## Start Data excerpts

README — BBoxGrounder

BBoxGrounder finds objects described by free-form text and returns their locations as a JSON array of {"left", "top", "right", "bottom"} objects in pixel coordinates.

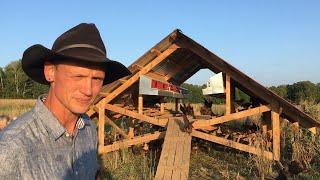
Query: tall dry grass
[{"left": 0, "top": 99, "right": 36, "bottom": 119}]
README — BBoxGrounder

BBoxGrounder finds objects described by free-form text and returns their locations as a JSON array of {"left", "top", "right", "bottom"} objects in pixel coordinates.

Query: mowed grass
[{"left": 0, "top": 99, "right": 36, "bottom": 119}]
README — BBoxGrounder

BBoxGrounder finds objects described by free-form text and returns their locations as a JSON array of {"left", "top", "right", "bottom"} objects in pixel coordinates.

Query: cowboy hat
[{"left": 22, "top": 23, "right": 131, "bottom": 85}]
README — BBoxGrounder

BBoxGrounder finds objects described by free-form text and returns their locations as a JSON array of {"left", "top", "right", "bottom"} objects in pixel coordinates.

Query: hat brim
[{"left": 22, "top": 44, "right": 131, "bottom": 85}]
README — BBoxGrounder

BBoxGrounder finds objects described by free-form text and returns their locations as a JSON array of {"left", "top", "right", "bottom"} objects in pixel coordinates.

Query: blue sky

## End Data excerpts
## Start Data excerpts

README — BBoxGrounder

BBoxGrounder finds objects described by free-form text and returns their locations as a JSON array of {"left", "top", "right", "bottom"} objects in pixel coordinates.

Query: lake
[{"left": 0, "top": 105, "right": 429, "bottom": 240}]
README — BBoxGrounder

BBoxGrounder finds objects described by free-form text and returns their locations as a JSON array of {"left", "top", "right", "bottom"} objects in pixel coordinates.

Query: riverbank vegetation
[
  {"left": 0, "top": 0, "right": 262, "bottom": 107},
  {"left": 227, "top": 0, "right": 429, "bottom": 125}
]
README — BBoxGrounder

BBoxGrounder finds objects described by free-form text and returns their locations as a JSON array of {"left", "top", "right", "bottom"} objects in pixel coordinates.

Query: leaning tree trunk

## End Data excerpts

- **Problem statement**: Collect every line above that contains the string "Query".

- **Response below**:
Query: tall dry grass
Query: mowed grass
Query: cowboy hat
Query: hat brim
Query: blue sky
Query: lake
Query: riverbank vegetation
Query: leaning tree trunk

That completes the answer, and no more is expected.